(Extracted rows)

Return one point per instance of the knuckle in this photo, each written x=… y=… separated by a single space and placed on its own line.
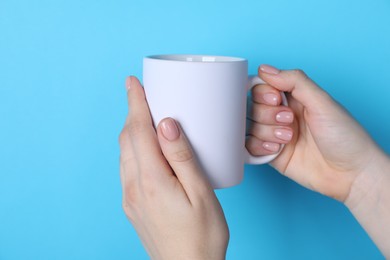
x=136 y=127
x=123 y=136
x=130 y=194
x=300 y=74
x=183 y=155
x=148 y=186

## Work instructions
Quote every row above word for word, omitting the pictures.

## Result for this task
Return one point per instance of the knuckle in this photo, each written x=… y=… separated by a single space and placed on its own line.
x=136 y=127
x=123 y=136
x=130 y=194
x=300 y=74
x=183 y=155
x=148 y=186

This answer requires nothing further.